▸ Using the information:
**a.** In the court opinion below, on or about what date did Mrs. Gartman sustain her injuries at the City Hospital of McAllen?
**b.** Print the stretch of the court opinion from "The substantial contentions" through "a governmental function.".

▸ Excerpt to read:

+ + + + + + +

81 S.W.2d 147 | Tex. App. | 1935
This is an appeal by the city of McAllen and Medical Protective Company from a judgment rendered by the district court in favor of Maggie A. Gartman and her husband, W. T. Gartman, for the sum of $7,500, of which $5,000 was adjudged against the city and the indemnity company jointly, for damages for personal injuries sustained by Mrs. Gartman, while a patient in the city hospital, through the negligence of a student nurse employee of the hospital.
The substantial contentions are that the city is not liable, because it operated the hospital, not for profit, but as a charitable and benevolent institution, and because it operated the hospital in the performance of a governmental function.
There was ample evidence to sustain the verdict of the jury that Mrs. Gartman sustained serious personal injuries on or about October 10, 1930, while a pay patient at the City Hospital of McAllen, as the result of the negligence of a student nurse employed by the hospital
The city of McAllen is a municipal corporation established under the provisions of article 11, § 5, of the Constitution of Texas and of title 28, chapter 13, of the Revised Civil Statutes of Texas 1925 (article 1165 et seq.). Article 1175, § 28, of the Statutes provides that such a city shall have the power, "To provide for a health department and the establishment of rules and regulations protecting the health of the city and the establishment of quarantine stations, and pest houses, emergency hospitals and hospitals, and to provide for the adoption of necessary quarantine laws to protect the inhabitants against contagious or infectious diseases."
The city charter expressly provided for the establishment and management of the hospital. And the resolution of the city commission authorizing the construction of the hospital recited that, "Whereas, the Board of Commissioners of the City of McAllen has heretofore determined that said city is particularly in need of a city hospital, as hereinafter provided for, and that the same is necessary for the treatment of diseases and care of persons needing medical attention and hospital facilities and accommodation."
The city did not operate the hospital for the purpose of profit, but for the conservation of the public health. The city paid all expenses for building, operating, and maintaining the hospital. All persons within the city in need of hospital service were entitled to enter the hospital as patients. All of those who were unable to pay were taken care of without cost to them. The mayor, the city health officer, and the hospital manager, or some of them, investigated and approved the free patients to determine their need for hospital service and their inability to pay for it, in order to protect the city from imposition. Such free patients were received into the hospital almost continually, and there were many of them in the course of each year. Those who were able to pay, however, were required to do so upon the basis of ordinary hospital fees or, at least, to the extent of their financial ability. The county paid a nominal charge for its charity patients from outside the city placed in the hospital at the request of the county health officer. The total receipts from all patients were applied to, but were insufficient for, payment of the cost of operation and maintenance of the hospital. The city paid the deficit. There was only one year, 1925 or 1926, in which it was claimed there was not a deficit to be borne by the city. It was testified that for that year there was a surplus of about $1,100 of receipts over disbursements, not taking into account payments of principal and interest on the original construction bonds or depreciation or certain other overhead expenses. The city officers, some physicians, and other citizens testified that the hospital was not maintained in order to make a profit, but to protect the public health.

+ + + + + + +

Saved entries
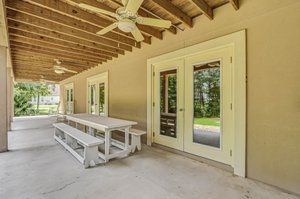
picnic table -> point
(106, 125)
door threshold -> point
(195, 157)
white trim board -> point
(103, 75)
(238, 41)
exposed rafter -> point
(43, 30)
(235, 4)
(176, 12)
(147, 30)
(205, 9)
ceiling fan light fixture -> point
(59, 71)
(126, 25)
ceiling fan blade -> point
(124, 2)
(70, 71)
(154, 22)
(133, 5)
(107, 29)
(137, 35)
(97, 10)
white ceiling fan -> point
(127, 18)
(58, 69)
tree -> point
(24, 92)
(40, 90)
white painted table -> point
(107, 125)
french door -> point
(97, 96)
(69, 99)
(193, 100)
(168, 104)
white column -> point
(3, 99)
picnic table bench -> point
(71, 138)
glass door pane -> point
(102, 99)
(93, 99)
(207, 121)
(168, 103)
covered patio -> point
(209, 87)
(37, 167)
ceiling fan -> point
(127, 18)
(58, 69)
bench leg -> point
(135, 143)
(91, 156)
(71, 142)
(107, 144)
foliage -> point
(24, 92)
(207, 121)
(207, 93)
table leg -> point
(91, 131)
(127, 138)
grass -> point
(207, 121)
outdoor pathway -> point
(37, 167)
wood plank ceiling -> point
(41, 31)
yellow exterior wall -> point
(273, 97)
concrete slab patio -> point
(38, 167)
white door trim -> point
(100, 76)
(66, 87)
(236, 40)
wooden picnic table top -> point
(100, 122)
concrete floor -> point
(38, 167)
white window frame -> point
(104, 76)
(236, 40)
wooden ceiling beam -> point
(42, 23)
(145, 29)
(80, 14)
(205, 8)
(174, 11)
(235, 4)
(58, 42)
(144, 13)
(62, 19)
(60, 36)
(55, 54)
(55, 47)
(36, 77)
(49, 58)
(17, 44)
(49, 72)
(43, 65)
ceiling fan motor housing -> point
(126, 25)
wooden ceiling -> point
(41, 31)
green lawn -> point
(207, 121)
(44, 109)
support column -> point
(10, 99)
(3, 99)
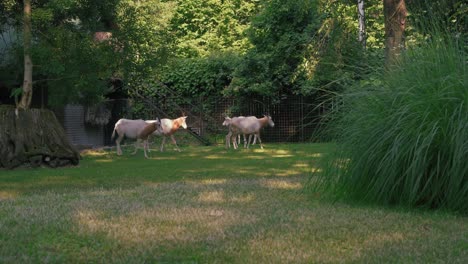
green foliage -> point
(406, 141)
(280, 35)
(201, 27)
(194, 82)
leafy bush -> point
(405, 142)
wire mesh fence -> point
(296, 117)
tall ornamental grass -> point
(403, 140)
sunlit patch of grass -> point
(6, 195)
(194, 209)
(282, 184)
(104, 160)
(94, 153)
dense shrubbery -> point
(405, 141)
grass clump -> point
(404, 140)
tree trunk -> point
(362, 23)
(395, 23)
(34, 138)
(27, 80)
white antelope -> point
(169, 127)
(227, 122)
(131, 129)
(145, 133)
(249, 126)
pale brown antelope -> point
(169, 127)
(249, 126)
(131, 129)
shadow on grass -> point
(104, 169)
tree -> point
(28, 67)
(280, 35)
(32, 136)
(395, 22)
(362, 22)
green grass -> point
(403, 140)
(208, 205)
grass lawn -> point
(208, 205)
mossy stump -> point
(33, 138)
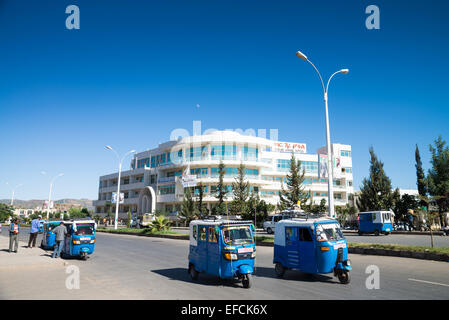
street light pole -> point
(330, 180)
(117, 197)
(13, 192)
(49, 194)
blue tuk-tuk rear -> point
(48, 237)
(222, 248)
(80, 240)
(376, 222)
(315, 246)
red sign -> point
(290, 146)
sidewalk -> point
(25, 258)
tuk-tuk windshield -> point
(329, 232)
(82, 229)
(237, 235)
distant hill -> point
(31, 204)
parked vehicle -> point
(270, 224)
(80, 240)
(311, 245)
(48, 238)
(376, 222)
(223, 248)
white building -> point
(154, 178)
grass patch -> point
(398, 247)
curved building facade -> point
(154, 178)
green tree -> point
(295, 188)
(160, 223)
(240, 189)
(438, 176)
(189, 211)
(256, 210)
(201, 207)
(406, 202)
(129, 219)
(420, 176)
(376, 192)
(6, 211)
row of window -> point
(308, 166)
(233, 172)
(217, 152)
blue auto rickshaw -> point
(48, 237)
(311, 245)
(376, 222)
(41, 225)
(80, 240)
(222, 248)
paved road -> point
(404, 239)
(129, 267)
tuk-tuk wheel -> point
(343, 276)
(279, 269)
(247, 281)
(193, 273)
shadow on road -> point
(293, 275)
(181, 274)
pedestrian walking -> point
(34, 230)
(14, 230)
(61, 232)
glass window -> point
(289, 233)
(304, 234)
(212, 235)
(237, 235)
(202, 234)
(194, 231)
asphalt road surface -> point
(130, 267)
(403, 239)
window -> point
(345, 153)
(251, 154)
(194, 232)
(289, 233)
(212, 235)
(202, 234)
(167, 189)
(304, 234)
(198, 153)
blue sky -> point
(137, 69)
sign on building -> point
(114, 197)
(290, 147)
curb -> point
(356, 250)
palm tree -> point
(160, 223)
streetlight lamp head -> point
(301, 55)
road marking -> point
(436, 283)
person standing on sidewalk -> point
(34, 230)
(14, 229)
(61, 232)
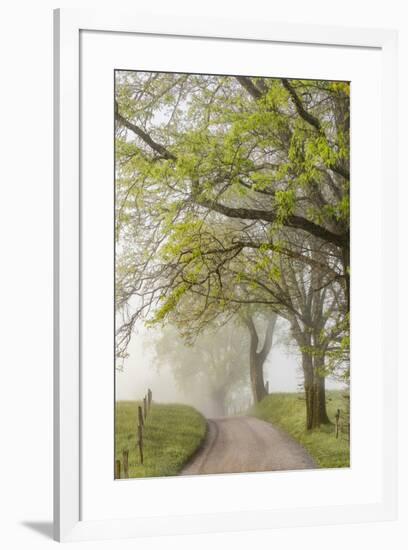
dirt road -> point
(246, 444)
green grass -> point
(171, 436)
(287, 411)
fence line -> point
(142, 413)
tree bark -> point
(315, 393)
(257, 359)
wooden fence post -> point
(337, 422)
(140, 414)
(145, 407)
(140, 442)
(117, 469)
(125, 463)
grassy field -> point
(287, 410)
(172, 435)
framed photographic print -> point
(225, 226)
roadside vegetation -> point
(171, 436)
(287, 411)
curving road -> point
(246, 444)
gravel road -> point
(246, 444)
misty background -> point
(139, 371)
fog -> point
(139, 371)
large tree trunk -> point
(315, 394)
(257, 359)
(218, 398)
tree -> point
(224, 185)
(215, 362)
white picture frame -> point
(68, 24)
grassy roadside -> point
(172, 434)
(287, 411)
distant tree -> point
(215, 364)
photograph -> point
(232, 274)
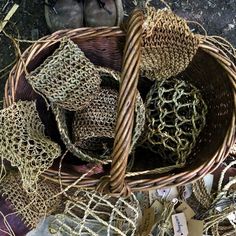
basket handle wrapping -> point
(126, 104)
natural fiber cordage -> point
(94, 127)
(31, 206)
(24, 144)
(103, 157)
(90, 213)
(67, 78)
(175, 114)
(168, 44)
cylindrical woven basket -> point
(211, 71)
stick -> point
(8, 16)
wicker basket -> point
(211, 71)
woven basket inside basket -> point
(210, 71)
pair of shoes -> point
(63, 14)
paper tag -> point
(179, 224)
(153, 196)
(208, 180)
(157, 207)
(232, 217)
(164, 193)
(188, 191)
(186, 209)
(195, 227)
(147, 221)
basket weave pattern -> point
(120, 181)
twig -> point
(8, 16)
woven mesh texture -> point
(32, 207)
(168, 44)
(94, 214)
(100, 156)
(95, 125)
(175, 114)
(23, 142)
(67, 77)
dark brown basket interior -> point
(204, 72)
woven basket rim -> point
(147, 183)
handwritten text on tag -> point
(179, 224)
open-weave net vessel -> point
(67, 77)
(90, 213)
(168, 45)
(175, 114)
(24, 144)
(94, 127)
(33, 207)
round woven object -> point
(168, 44)
(34, 206)
(175, 114)
(67, 78)
(95, 125)
(211, 71)
(90, 213)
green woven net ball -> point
(175, 114)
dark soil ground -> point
(217, 16)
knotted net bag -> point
(90, 213)
(94, 127)
(67, 77)
(175, 114)
(168, 45)
(31, 206)
(24, 144)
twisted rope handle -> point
(126, 103)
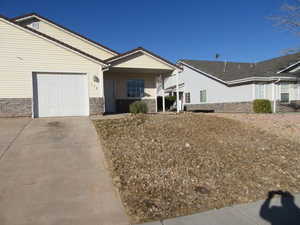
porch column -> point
(274, 97)
(163, 92)
(177, 92)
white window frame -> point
(185, 97)
(205, 100)
(135, 89)
(262, 91)
(288, 92)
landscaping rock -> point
(174, 165)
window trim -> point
(205, 100)
(189, 98)
(142, 94)
(263, 91)
(288, 92)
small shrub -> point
(138, 107)
(262, 106)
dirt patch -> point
(286, 125)
(167, 166)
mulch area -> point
(173, 165)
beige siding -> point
(121, 83)
(144, 61)
(73, 40)
(23, 53)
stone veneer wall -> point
(123, 105)
(293, 106)
(245, 107)
(222, 107)
(15, 107)
(96, 106)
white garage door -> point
(61, 95)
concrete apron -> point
(54, 173)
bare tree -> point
(289, 19)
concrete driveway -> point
(52, 171)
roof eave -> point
(27, 16)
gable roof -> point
(231, 71)
(35, 15)
(55, 40)
(115, 59)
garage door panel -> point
(62, 95)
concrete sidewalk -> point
(277, 213)
(53, 171)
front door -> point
(109, 92)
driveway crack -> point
(13, 140)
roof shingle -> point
(229, 71)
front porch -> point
(134, 76)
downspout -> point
(274, 95)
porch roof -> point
(140, 59)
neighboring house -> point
(48, 70)
(232, 87)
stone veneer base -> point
(123, 105)
(15, 107)
(241, 107)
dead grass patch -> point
(173, 165)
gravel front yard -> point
(172, 165)
(285, 125)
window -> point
(203, 96)
(35, 25)
(259, 91)
(284, 93)
(187, 97)
(135, 88)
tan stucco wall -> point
(73, 40)
(144, 61)
(22, 53)
(121, 83)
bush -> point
(138, 107)
(262, 106)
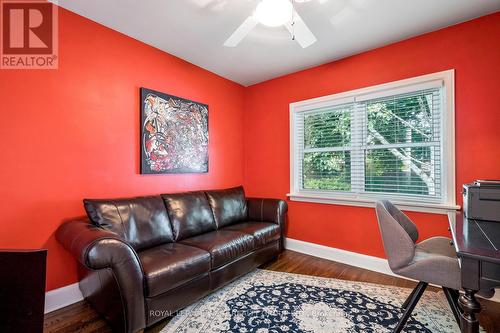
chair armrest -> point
(97, 248)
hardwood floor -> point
(80, 317)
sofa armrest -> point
(269, 210)
(97, 248)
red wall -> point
(471, 48)
(74, 132)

+ + + + + + +

▸ Responses by task:
**a.** On or about October 10, 1930.

**b.**
The substantial contentions are that the city is not liable, because it operated the hospital, not for profit, but as a charitable and benevolent institution, and because it operated the hospital in the performance of a governmental function.